* [About this task] Make an exact copy of all the entries, but do not reproduce the pictures.

Excerpted data below:

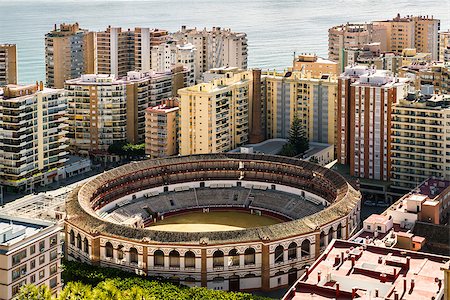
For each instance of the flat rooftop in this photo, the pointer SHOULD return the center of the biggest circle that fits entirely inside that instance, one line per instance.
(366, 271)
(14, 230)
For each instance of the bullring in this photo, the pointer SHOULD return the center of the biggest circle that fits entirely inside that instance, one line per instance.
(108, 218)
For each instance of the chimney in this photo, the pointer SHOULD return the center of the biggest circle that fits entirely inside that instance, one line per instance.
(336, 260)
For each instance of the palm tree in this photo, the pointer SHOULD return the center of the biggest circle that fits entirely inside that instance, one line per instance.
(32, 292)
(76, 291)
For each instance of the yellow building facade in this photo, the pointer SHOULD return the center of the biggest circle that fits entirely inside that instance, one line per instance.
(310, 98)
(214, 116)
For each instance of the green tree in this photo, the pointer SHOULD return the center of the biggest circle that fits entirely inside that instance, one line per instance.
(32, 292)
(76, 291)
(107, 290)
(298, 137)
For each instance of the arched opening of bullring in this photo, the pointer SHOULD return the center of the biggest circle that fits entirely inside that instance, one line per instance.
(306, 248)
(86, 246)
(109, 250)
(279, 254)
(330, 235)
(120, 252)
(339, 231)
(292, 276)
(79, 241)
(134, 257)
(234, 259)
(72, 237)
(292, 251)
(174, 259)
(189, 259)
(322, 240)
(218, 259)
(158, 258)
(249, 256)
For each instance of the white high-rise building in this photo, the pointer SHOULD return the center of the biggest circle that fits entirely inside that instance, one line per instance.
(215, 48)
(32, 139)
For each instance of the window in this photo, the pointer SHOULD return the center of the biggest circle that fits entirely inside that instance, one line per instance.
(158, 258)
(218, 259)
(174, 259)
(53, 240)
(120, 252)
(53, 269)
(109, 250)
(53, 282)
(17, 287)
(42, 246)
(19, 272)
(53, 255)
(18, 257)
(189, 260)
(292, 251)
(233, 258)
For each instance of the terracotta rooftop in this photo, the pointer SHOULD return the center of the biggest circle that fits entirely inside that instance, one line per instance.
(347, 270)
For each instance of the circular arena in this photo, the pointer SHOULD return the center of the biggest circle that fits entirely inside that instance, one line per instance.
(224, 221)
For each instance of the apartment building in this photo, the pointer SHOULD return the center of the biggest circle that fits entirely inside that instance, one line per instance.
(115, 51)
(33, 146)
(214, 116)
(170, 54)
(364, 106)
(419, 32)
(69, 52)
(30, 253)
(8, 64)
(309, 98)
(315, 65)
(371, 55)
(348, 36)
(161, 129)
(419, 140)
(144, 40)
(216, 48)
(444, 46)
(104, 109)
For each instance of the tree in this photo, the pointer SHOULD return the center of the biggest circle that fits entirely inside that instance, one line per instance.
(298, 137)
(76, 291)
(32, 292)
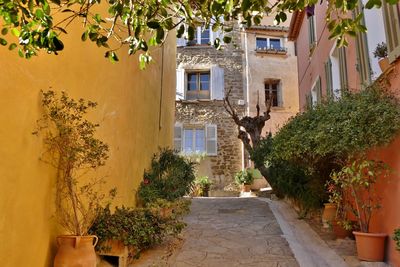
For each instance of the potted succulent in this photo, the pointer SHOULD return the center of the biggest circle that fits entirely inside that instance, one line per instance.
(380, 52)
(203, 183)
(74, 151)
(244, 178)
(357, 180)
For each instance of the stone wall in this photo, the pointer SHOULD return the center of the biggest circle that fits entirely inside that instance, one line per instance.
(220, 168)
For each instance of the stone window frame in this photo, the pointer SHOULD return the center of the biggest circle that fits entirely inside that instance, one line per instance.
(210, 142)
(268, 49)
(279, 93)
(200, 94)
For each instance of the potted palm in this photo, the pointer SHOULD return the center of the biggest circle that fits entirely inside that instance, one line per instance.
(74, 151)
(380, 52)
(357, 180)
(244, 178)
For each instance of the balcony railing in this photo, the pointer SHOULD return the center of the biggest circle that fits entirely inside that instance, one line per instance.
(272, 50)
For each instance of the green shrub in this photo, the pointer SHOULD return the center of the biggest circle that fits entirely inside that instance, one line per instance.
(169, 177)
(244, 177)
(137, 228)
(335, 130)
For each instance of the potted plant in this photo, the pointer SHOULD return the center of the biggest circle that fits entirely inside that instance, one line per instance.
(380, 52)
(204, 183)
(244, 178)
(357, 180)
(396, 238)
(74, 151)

End of Excerpted data.

* [Written answer]
For each instance of the flat rooftop in this photo, the pointer SHOULD return the center of the biggest circle that fits entirely inside that instance, one line per instance.
(366, 271)
(14, 230)
For each instance of the bullring in this photo, the pointer SHOULD return the center of the biggest circle that fits entirely inside that instance, one line per instance.
(108, 218)
For each instance of the chimney in this photo, the pointer SHOULD return the center of the biggest circle that fits entirely inside that instance, one line per instance.
(336, 260)
For each instance of the palm tree in this photo, the pointer SHOULD return the center of the biggest circle that fits entirely inside that instance, one line per instance.
(32, 292)
(76, 291)
For each instance of the yellow building facade in this photo, the pointer SHOULD return the center of the biggest circle that fits entirely inside that instance, one line per instance.
(310, 98)
(214, 116)
For each instance of the green tree in this photo, the pointer SHOULD return the center of the biggest circle that fits entirely inside that instance, one line per instance.
(32, 292)
(76, 291)
(107, 290)
(298, 137)
For each instance of the arched opening of bullring in this photo, the pointer SHOULD return the center of the biggest circle that fits entirely inside that instance, one line per instance.
(306, 248)
(86, 246)
(109, 250)
(279, 254)
(330, 235)
(120, 252)
(339, 231)
(292, 276)
(79, 241)
(134, 257)
(234, 259)
(72, 237)
(292, 251)
(174, 259)
(189, 259)
(322, 240)
(218, 259)
(158, 258)
(249, 256)
For each instance of the white high-rise building in this photo, the pointer SHOULD return the center of the biggest circle that fits entirely inside that instance, one line per instance.
(215, 48)
(32, 139)
For each instance of the window in this photo, the pointer SHOULD return the center of the biggest circle that fits entirely inside that instance, one line per instance.
(158, 258)
(218, 259)
(174, 259)
(53, 240)
(120, 252)
(53, 269)
(109, 250)
(53, 282)
(17, 287)
(42, 246)
(19, 272)
(53, 255)
(18, 257)
(189, 260)
(292, 251)
(233, 258)
For each instance of the terracotta rooftop in this photo, the pointer SHOULD return the center of the biggest circle that fits entirely inside that instance, one line per instance.
(347, 270)
For each instance of the circular arena in this photo, the pointer SHOULD return the center of the biggest circle that fits entirely inside that instance, one line per instance.
(224, 221)
For each instance of the apartment building in this photo, the pointer SHOULD return the center of the biggest circle that fits entirely inside that instance, one line per instance.
(115, 51)
(33, 146)
(214, 116)
(170, 54)
(364, 106)
(419, 32)
(69, 52)
(30, 253)
(8, 64)
(309, 98)
(315, 65)
(371, 55)
(348, 36)
(161, 129)
(419, 140)
(144, 40)
(216, 48)
(444, 46)
(104, 109)
For each instance of the tree in this photo, the pointer SHOULD return the center of the biggest circle that fits entirely inside that instance, one line per instance.
(298, 137)
(76, 291)
(32, 292)
For each instance of the potted succulent in this photo, the pointer SHOULD return the center of the biggest circle that fits entirely inside that instance, one line per instance.
(380, 52)
(203, 183)
(74, 151)
(244, 178)
(357, 180)
For each instance of the stone wall in this photo, the pointer SHOULD return the center of the biggest circle that fits entirely inside that instance, one line per instance.
(220, 168)
For each instance of the stone window frame in this photo, the pointer SHOULD return the center of the biggest circle that fits entirely inside that instance, one line per instance.
(210, 142)
(268, 49)
(279, 93)
(200, 94)
For each instance of the potted palm in this photo, the pointer SHOULD return the center of the biggest circle that fits entirely inside that instance, one line per instance.
(74, 151)
(380, 52)
(357, 180)
(244, 178)
For each instance of the balcony railing in this photo, the pointer SHOULD return the center of the biggest circle that fits entirely inside that instance, one line per instance.
(272, 50)
For each instance of the green shrub in this photo, the pointer SHOULD return the center of the biggest circle that fits entirely inside that instance, one line per instance.
(169, 177)
(244, 177)
(137, 228)
(335, 130)
For each instance of the potted plant in this photo, the pointer SHOULD return the center of the biggest circle that fits entirely inside that instance, one line per instance.
(380, 52)
(204, 183)
(244, 178)
(357, 180)
(396, 238)
(74, 151)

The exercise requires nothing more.